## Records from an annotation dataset
+-------+

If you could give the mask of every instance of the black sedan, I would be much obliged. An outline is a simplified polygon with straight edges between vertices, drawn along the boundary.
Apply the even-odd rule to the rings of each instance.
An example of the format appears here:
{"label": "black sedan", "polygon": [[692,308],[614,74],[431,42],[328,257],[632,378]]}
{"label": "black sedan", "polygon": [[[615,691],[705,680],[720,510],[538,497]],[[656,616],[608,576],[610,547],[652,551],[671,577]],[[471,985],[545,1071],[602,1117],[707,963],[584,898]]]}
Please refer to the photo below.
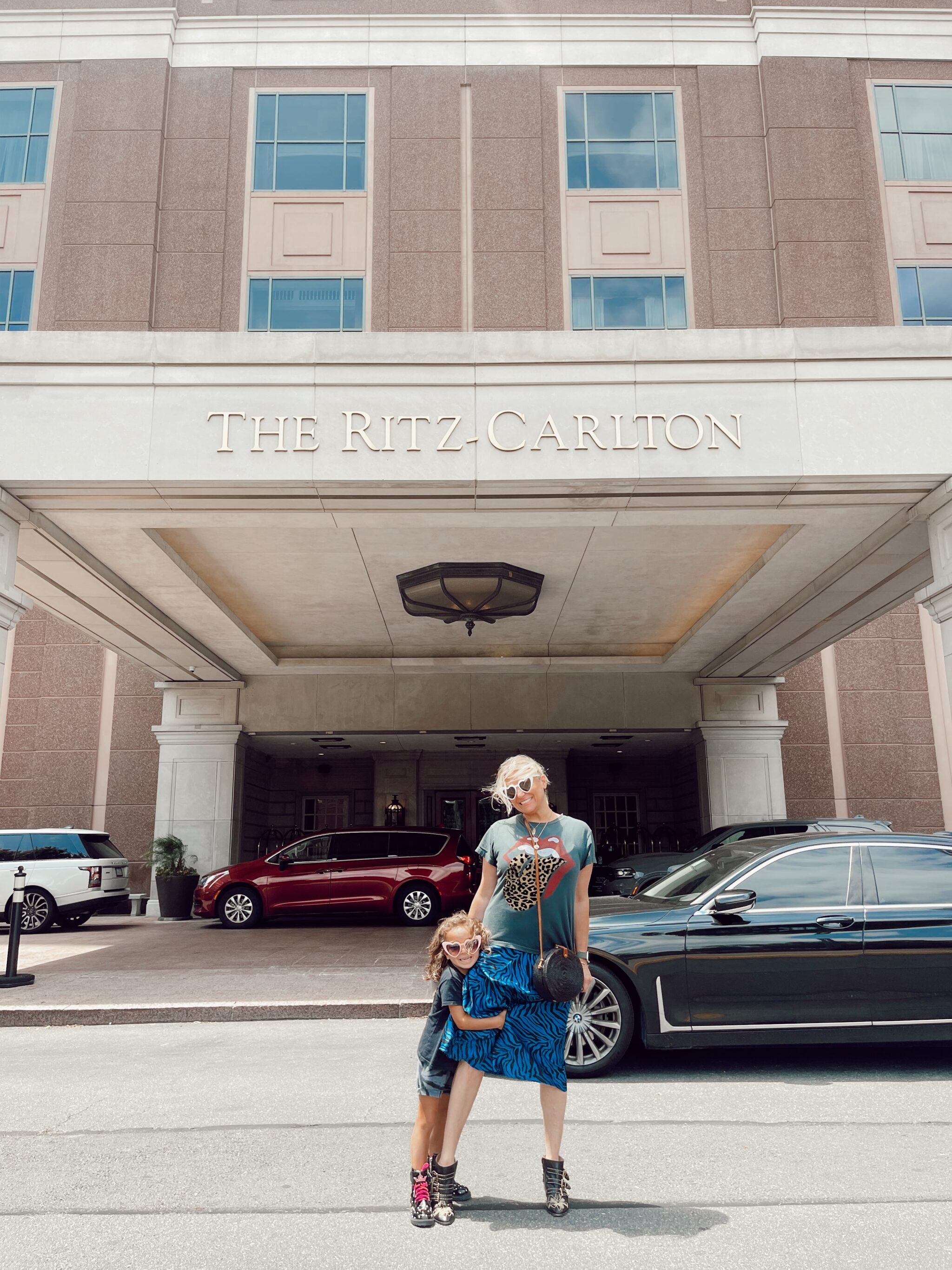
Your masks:
{"label": "black sedan", "polygon": [[952,1039],[952,845],[790,834],[594,899],[570,1076],[649,1049]]}

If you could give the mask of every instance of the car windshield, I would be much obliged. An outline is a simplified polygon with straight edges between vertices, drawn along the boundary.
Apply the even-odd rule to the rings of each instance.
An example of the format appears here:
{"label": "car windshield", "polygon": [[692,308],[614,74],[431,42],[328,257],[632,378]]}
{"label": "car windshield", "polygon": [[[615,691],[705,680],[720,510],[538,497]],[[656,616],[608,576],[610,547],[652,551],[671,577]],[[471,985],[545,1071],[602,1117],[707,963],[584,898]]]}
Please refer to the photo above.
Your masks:
{"label": "car windshield", "polygon": [[679,904],[689,904],[735,869],[769,851],[770,846],[769,842],[731,842],[725,847],[715,847],[713,851],[692,857],[680,869],[646,886],[641,894],[652,899],[675,899]]}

+-------+

## Exercise description
Filter the entries above, copying each line that contains the word "every".

## Solved problem
If you could give the mask of every instance of the black sedan, I would be much obliged. An outline is a simplified polygon with straight edges between vertices, drawn along the boundary.
If you could give the mask of every instance of the car windshield, I would be much obliged. An outline is a simplified polygon with straight edges between vertices, drawn along the boundary.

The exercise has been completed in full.